Selected text:
--

Now more than 50% of all segregating sites have S3 as the outgroup. As a single bootstrap is a *winner takes all* situation, S1 will be clustered with S2 most of the time. In fact, if we append the above pattern a thousand times to itself, S1 will **always** be clustered with S2.

Let \(p_i\) with \(i \in {1,2,3,4,5}\) be the frequency of column-pattern \(i\) in the original sequence. So in the above example \(p_2 = 5/17\). Bootstrapping is a multi-nomial process and thus the new number of columns \(C\) of pattern 2 is distributed binomially: \(C = B(L; p_2)\). Furthermore, \(E(C) = L \cdot p_2\) and \(\mathit{Var}(C) = L \cdot p_2 \cdot (1- p_2)\).

However, the topology of the newly generated alignment is influenced by \(p_2' = C/L\) with \(E(p_2') = p_2\) and \(\mathit{Var}(p_2') = p_2 \cdot (1-p_2) / L\). So the average frequency of pattern 2 is the same after bootstrapping as well as before bootstrapping. However, the variance is inverse-proportional to \(L\). As \(L\) grows, \(p_2'\) becomes fixed to \(p_2\)! So the longer the sequence, the less variance is introduced by bootstrapping. In the limit of whole genomes, barely anything *wiggles*, and so the confidence goes to 100%, because \(p_2 > 1/2\) and thus pattern 2 dominates the signal.

So for long sequences and especially whole-genomes, bootstrapping does not produce enough randomness for an accurate measure of confidence and other methods such as quartet analysis have to be used.

*Well, they do influence the tree, but not in the sense described here.

--

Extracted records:
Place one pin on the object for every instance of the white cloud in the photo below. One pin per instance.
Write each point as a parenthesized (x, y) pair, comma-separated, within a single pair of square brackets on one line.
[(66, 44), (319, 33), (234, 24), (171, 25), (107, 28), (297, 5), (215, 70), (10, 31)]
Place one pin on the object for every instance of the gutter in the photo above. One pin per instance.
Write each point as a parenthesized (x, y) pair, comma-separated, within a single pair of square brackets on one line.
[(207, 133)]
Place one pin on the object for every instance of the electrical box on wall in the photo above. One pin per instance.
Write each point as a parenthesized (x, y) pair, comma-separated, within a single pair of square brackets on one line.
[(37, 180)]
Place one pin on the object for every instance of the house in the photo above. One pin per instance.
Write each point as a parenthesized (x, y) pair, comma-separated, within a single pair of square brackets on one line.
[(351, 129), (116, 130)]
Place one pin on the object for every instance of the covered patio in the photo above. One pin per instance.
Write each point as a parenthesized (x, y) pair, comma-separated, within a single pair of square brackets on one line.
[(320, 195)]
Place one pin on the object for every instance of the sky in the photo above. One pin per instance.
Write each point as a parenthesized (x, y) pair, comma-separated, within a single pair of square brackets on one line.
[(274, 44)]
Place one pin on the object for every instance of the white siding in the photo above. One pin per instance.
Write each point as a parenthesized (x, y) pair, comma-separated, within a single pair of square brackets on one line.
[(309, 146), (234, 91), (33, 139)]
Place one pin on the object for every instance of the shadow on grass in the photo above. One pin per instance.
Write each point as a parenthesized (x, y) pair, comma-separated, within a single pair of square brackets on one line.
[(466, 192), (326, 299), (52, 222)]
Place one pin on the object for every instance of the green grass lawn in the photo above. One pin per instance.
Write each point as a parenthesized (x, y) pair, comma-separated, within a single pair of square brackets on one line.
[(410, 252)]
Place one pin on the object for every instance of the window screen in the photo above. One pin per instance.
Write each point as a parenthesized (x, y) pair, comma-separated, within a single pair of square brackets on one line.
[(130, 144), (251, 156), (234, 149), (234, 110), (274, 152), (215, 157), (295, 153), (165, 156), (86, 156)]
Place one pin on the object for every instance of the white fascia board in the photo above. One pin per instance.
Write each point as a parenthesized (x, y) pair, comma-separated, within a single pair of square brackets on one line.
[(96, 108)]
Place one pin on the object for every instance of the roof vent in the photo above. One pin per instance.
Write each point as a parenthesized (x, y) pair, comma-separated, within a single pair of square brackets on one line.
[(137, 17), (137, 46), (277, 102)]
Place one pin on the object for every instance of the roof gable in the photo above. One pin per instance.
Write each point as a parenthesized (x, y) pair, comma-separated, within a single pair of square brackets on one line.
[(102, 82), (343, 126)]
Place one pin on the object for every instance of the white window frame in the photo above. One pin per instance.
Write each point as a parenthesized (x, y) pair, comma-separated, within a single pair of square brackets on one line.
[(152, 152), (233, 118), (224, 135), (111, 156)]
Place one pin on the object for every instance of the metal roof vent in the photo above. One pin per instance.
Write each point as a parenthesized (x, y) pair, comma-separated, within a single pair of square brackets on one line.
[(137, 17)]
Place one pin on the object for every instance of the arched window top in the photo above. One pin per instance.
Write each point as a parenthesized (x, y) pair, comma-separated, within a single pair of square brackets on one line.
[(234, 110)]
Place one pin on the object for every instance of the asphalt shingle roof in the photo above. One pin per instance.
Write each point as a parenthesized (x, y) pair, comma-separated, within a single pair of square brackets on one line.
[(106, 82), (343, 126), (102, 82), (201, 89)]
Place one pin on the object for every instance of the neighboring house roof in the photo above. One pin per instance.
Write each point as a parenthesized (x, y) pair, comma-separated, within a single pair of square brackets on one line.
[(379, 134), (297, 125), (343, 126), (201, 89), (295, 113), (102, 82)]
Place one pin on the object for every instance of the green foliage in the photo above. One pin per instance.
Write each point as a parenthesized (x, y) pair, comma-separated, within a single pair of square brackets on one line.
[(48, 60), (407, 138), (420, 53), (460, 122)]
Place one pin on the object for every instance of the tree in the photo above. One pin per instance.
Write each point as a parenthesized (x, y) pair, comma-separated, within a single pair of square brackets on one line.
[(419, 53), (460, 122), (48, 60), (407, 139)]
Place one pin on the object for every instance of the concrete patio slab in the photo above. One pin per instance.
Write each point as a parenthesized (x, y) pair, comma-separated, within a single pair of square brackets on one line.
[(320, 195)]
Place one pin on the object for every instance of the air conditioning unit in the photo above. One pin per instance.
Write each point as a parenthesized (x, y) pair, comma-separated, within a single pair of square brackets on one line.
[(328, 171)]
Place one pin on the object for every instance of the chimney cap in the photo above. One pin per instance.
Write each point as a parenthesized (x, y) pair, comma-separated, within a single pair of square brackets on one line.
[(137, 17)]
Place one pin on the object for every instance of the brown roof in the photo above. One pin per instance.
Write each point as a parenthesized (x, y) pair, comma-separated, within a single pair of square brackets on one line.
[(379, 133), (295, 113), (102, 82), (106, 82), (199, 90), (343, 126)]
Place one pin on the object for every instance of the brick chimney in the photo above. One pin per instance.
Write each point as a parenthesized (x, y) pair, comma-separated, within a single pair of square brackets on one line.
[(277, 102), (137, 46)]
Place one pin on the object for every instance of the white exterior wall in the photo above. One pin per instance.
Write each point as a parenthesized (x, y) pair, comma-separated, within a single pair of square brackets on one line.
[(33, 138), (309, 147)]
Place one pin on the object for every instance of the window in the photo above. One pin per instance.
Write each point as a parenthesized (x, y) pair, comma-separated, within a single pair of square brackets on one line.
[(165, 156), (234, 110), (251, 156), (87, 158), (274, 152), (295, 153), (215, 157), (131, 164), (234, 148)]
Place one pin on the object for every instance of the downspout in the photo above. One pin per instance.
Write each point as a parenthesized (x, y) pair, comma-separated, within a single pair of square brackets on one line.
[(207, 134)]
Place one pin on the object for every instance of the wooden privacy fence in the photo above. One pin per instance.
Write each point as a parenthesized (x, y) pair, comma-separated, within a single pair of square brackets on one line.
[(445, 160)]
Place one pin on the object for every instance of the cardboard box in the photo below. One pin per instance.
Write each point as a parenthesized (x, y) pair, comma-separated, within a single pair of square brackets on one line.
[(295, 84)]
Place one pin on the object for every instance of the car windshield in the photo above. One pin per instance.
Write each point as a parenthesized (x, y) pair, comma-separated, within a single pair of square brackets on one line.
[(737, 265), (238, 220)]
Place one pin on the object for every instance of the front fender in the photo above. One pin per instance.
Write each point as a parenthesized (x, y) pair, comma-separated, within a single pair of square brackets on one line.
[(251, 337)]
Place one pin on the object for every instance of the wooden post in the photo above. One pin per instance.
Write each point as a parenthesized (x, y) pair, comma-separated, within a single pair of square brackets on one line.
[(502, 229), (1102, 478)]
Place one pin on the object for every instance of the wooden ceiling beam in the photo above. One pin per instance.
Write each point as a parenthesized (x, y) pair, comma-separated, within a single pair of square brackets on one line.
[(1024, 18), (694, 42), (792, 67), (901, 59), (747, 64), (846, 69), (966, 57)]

--

What you need to do:
**a)** Decide whether each statement agrees with the bootstrapping text, answering yes or no and quoting the words of the text that decide it. (i) The variance of the new pattern-2 frequency is inverse-proportional to the sequence length. (ii) Bootstrapping changes the average frequency of pattern 2. (iii) For whole genomes, methods such as quartet analysis have to be used.
**b)** Return the stretch of the bootstrapping text from "So for long" through "to be used.".
**c)** In the bootstrapping text, what happens to S1 if the pattern is appended to itself a thousand times?

Results of the tasks:
**a)**
(i) Yes: "However, the variance is inverse-proportional to \(L\)."
(ii) No: "So the average frequency of pattern 2 is the same after bootstrapping as well as before bootstrapping."
(iii) Yes: "So for long sequences and especially whole-genomes, bootstrapping does not produce enough randomness for an accurate measure of confidence and other methods such as quartet analysis have to be used."

**b)**
So for long sequences and especially whole-genomes, bootstrapping does not produce enough randomness for an accurate measure of confidence and other methods such as quartet analysis have to be used.

**c)** S1 will always be clustered with S2.